- GIVEN RECORDS
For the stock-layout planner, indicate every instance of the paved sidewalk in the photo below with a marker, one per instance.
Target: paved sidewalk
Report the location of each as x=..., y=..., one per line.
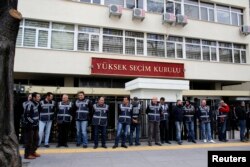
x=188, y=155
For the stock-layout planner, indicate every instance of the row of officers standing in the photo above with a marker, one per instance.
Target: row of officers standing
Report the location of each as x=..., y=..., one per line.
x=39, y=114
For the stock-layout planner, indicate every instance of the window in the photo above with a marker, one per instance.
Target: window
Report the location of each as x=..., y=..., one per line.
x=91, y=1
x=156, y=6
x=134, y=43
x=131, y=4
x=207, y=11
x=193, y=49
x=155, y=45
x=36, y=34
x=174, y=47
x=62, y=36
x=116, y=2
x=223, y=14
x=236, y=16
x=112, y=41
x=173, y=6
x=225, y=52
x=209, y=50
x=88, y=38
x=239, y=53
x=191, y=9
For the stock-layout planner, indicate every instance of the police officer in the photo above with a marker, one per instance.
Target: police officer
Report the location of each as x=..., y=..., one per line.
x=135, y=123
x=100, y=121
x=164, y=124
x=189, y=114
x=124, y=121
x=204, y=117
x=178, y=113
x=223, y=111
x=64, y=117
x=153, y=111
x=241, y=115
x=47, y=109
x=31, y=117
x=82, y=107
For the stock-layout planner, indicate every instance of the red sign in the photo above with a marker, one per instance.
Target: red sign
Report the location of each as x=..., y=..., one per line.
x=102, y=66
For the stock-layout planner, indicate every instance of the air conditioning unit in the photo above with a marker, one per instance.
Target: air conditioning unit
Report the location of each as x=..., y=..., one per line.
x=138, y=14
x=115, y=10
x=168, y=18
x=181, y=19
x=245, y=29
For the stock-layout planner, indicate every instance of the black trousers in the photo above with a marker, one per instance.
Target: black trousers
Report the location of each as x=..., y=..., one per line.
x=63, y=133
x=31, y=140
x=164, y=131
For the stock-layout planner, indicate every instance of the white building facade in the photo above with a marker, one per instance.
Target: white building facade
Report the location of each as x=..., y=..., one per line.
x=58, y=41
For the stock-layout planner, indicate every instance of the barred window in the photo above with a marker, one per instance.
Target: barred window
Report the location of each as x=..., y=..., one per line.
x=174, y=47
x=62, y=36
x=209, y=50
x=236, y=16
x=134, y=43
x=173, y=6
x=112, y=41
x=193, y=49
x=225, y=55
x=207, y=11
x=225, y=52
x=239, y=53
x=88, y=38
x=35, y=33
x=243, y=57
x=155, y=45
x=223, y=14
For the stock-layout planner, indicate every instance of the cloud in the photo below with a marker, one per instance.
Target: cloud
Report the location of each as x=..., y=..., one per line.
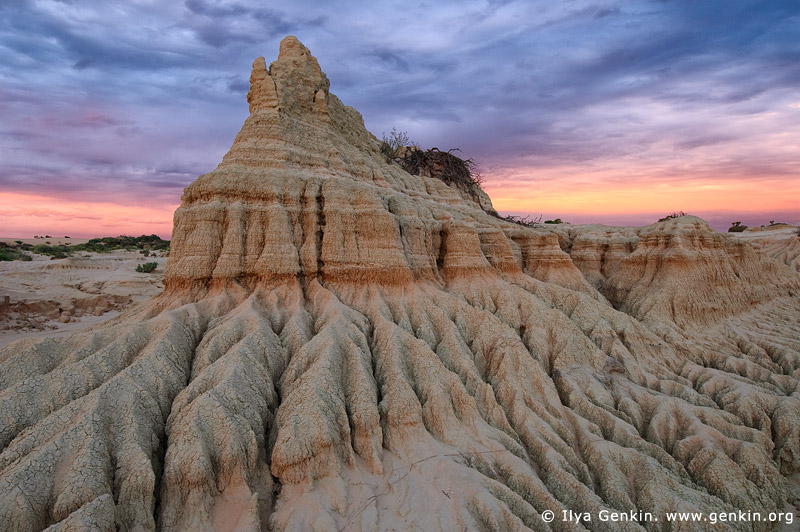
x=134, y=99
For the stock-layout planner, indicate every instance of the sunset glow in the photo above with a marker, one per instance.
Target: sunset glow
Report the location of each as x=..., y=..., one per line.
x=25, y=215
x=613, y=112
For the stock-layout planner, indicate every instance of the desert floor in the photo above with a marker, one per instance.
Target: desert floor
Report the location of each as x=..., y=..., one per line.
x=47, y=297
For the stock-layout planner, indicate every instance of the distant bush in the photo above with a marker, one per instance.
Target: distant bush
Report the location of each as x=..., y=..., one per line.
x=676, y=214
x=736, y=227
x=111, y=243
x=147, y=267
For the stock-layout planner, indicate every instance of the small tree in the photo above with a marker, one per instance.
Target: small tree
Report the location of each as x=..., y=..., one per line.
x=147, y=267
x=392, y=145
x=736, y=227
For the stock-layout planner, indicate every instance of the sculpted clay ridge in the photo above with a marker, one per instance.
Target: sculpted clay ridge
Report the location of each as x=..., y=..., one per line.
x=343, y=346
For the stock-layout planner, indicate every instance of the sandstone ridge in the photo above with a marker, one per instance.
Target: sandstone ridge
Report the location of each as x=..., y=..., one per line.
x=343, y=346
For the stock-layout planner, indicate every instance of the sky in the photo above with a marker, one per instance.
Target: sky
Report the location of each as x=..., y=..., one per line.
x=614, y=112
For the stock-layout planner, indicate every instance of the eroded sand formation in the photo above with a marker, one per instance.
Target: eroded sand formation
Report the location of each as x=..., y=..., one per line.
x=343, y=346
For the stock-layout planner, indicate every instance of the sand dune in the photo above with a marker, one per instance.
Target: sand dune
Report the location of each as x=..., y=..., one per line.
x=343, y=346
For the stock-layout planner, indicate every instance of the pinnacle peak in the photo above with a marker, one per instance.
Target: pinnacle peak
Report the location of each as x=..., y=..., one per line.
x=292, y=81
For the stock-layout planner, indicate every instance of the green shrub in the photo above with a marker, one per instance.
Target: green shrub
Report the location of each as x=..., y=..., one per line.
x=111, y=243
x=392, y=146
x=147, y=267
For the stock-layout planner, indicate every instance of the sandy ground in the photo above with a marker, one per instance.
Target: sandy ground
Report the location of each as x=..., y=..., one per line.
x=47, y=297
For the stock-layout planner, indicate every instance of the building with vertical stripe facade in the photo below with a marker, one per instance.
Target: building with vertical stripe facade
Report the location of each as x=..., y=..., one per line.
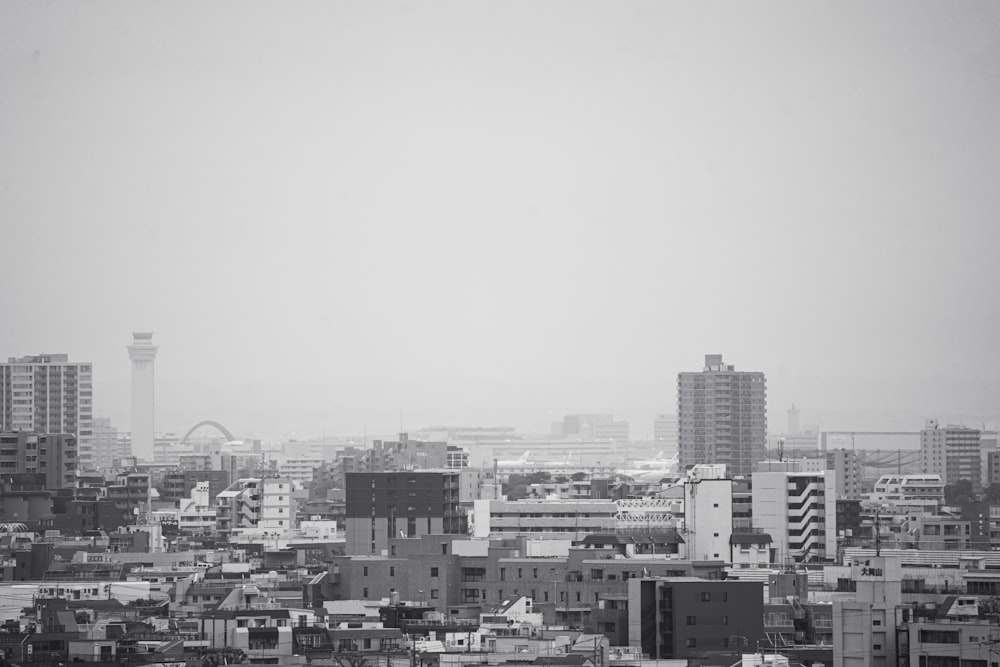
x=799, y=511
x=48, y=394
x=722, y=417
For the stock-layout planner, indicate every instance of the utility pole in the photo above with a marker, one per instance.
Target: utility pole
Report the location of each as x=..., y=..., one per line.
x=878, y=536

- WORK REQUIRED
Restate each of the entries above word for word and skip every image.

- TASK ANSWER
For the stock-layout planner, indicate every instance of the paved sidewalk in the photo below with a marker, one per instance.
Target: paved sidewalk
Report the location of each as x=..., y=..., one per line.
x=188, y=155
For the stock-layout planner, indicate every instance of the row of officers standing in the photo above with a marker, one per instance.
Target: row of officers standing
Report the location of each as x=..., y=..., one per line.
x=39, y=114
For the stock-layout planner, indicate every instance of the window in the photo above with a marker, one per instance.
Target: window
Report the location of each as x=..., y=..., one per line.
x=91, y=1
x=156, y=6
x=134, y=43
x=131, y=4
x=207, y=11
x=193, y=49
x=155, y=45
x=36, y=34
x=174, y=47
x=62, y=36
x=116, y=2
x=223, y=14
x=236, y=16
x=112, y=41
x=173, y=6
x=225, y=52
x=209, y=50
x=88, y=38
x=239, y=53
x=191, y=9
For the stock-layout planner, indicate every instance of the police officer in the photo above with a marker, one per instance.
Target: police officer
Report the location of each as x=..., y=..., one per line.
x=135, y=123
x=100, y=121
x=164, y=124
x=189, y=114
x=124, y=121
x=204, y=117
x=178, y=113
x=223, y=111
x=64, y=117
x=153, y=111
x=241, y=115
x=47, y=109
x=31, y=117
x=82, y=107
For the stock-layout planner, indicate every instance of the red sign in the photo above with a marker, one per instance.
Target: red sign
Report the location of each as x=..., y=..., one per line.
x=102, y=66
For the stock-layout planner, indicate every instance of the air conditioning unit in the photo above with a marker, one per instance.
Target: air conditioning unit
Report the location of each as x=..., y=..., one per line.
x=138, y=14
x=115, y=10
x=168, y=18
x=181, y=19
x=245, y=29
For the stock-layout planner, indicate every instance of the black trousers in the photo above with a marker, one per instance.
Target: black trousers
Report the location of each as x=..., y=..., one per line.
x=63, y=133
x=31, y=140
x=164, y=131
For the stock-layout planner, indicate every instance of the white building facade in the photo above with a marker, one per instance.
Target: white building facade
Report the location of each as x=..., y=..., one per line.
x=58, y=41
For the stock-layout planner, indicate every instance of the barred window in the photo above with a marker, one per instance.
Target: barred window
Report the location of each as x=..., y=..., one per line.
x=174, y=47
x=62, y=36
x=209, y=50
x=236, y=16
x=134, y=43
x=173, y=6
x=112, y=41
x=193, y=49
x=225, y=55
x=207, y=11
x=225, y=52
x=239, y=53
x=88, y=38
x=35, y=33
x=243, y=57
x=155, y=45
x=223, y=14
For the stock-layout planner, indicate every instance of the cloud in the photo below with a marker, one per instance.
Target: cloud
Report the location of each as x=..., y=..., one per line.
x=134, y=99
For the stock-layout planner, indicate every instance of the sunset glow in the photo above with a marker, one per instance.
Target: sunset glow
Report the location of each as x=..., y=..., one per line.
x=25, y=215
x=613, y=112
For the stock-layout planner, indicate every instance of the desert floor in the photo above with a marker, one per instance.
Target: desert floor
Report the location of each as x=..., y=..., one per line.
x=47, y=297
For the stock-layout planner, indicate every instance of the distant bush in the photo above with a marker, one per instance.
Target: distant bush
Report the location of each as x=..., y=..., one per line.
x=676, y=214
x=736, y=227
x=111, y=243
x=147, y=267
For the stock-layout planner, indicate every instance of the small tree in the photo above with a marker, one per instance.
Target: small tree
Report the location of each as x=..., y=..., one per line.
x=147, y=267
x=392, y=145
x=736, y=227
For the stock-layout planner, indicate every instance of the sculpted clay ridge in the photo above with a marker, one per instance.
Target: sculpted clay ridge
Report the location of each as x=..., y=..., one per line.
x=343, y=346
For the stock-layout planner, indicate every instance of the sandstone ridge in the photo above with a marker, one per instance.
Target: sandstone ridge
Report the location of each as x=..., y=..., one per line.
x=343, y=346
For the stock-layout planner, indicate every instance of the sky in the photo above with a marker, one per instance.
Target: sky
Report the location of each as x=..., y=..., one per line.
x=614, y=112
For the stock-layout planner, indicate every instance of the eroded sand formation in the photo above with a marker, one per instance.
Target: eroded sand formation
Report the location of each as x=..., y=..., one per line.
x=343, y=346
For the stock-layout planner, indicate every instance of the sand dune in the photo above with a marker, one per instance.
Target: sand dune
Report the location of each as x=..., y=..., one per line.
x=343, y=346
For the stock-layout planner, indicate every instance of the pinnacle peak in the photo above with a marker, one per instance.
Target: pinnacle peak
Report the location of each as x=..., y=..., one per line.
x=292, y=81
For the stock-layout planner, indicate every instance of the green shrub in the photo above with a marker, one per instance.
Target: green shrub
Report the location of each as x=..., y=..., one per line.
x=111, y=243
x=392, y=146
x=147, y=267
For the stock-layout planner, indicate every instance of the sandy ground in the photo above with a marker, one per instance.
Target: sandy ground
Report the location of each as x=..., y=..., one per line.
x=47, y=297
For the stock-layout planner, indicate every instance of the building with vertical stripe facade in the photo below with a marker, one per instance.
Target: building with vertical stripe facade
Report the location of each as x=..., y=..., one per line.
x=799, y=511
x=48, y=394
x=722, y=417
For the stock-layout planner, indicate every instance of the utility pole in the photo above with a marker, one per instance.
Target: utility pole
Report the location of each as x=..., y=..., one per line.
x=878, y=536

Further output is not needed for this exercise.